■ WORK ORDER ■
Note how many lines in the entries below contain the string "yellow", and answer with that number and no other text.

┌────────

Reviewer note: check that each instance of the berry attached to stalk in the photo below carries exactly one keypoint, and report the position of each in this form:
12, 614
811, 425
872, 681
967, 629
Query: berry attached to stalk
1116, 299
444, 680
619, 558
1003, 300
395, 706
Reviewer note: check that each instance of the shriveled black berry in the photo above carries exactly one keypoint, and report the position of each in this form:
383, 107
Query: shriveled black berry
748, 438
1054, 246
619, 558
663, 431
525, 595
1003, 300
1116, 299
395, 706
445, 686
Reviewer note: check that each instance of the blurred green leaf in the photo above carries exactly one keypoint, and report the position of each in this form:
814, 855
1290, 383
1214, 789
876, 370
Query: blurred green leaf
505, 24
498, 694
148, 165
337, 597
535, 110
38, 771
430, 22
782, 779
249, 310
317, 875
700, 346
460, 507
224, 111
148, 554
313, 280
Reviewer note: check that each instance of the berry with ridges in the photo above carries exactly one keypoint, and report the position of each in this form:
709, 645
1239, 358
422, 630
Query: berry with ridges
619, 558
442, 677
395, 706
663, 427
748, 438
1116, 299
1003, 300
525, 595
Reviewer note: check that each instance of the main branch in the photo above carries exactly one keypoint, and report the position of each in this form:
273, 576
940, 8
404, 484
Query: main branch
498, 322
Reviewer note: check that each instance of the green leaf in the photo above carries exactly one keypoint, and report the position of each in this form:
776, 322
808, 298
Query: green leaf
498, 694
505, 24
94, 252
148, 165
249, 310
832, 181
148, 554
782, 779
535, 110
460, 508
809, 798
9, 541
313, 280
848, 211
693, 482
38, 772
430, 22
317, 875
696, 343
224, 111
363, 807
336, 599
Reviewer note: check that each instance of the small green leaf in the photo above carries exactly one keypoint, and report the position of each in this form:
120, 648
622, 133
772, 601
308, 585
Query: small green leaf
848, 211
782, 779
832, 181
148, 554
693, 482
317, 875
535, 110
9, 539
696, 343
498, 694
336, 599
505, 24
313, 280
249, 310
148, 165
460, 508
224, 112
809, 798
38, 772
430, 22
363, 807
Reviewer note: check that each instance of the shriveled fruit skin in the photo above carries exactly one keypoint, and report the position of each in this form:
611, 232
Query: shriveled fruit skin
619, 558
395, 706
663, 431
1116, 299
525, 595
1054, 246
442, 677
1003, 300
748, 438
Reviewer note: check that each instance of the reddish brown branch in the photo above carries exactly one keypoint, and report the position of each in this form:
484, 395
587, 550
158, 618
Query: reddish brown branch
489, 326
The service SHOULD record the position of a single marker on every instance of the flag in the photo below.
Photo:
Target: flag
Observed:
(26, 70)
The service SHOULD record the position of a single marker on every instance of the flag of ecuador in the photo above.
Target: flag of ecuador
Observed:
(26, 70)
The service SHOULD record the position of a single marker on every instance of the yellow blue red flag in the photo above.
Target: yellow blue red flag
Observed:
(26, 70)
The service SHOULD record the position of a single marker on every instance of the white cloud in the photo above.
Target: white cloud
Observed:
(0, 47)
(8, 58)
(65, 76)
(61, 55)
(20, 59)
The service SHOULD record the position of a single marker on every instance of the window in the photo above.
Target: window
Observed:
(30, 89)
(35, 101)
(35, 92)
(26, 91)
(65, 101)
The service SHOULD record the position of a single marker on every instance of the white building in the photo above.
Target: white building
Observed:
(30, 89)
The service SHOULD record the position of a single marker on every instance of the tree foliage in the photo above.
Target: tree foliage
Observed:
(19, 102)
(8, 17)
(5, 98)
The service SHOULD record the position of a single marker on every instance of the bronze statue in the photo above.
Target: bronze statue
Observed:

└────────

■ RESULT BELOW ■
2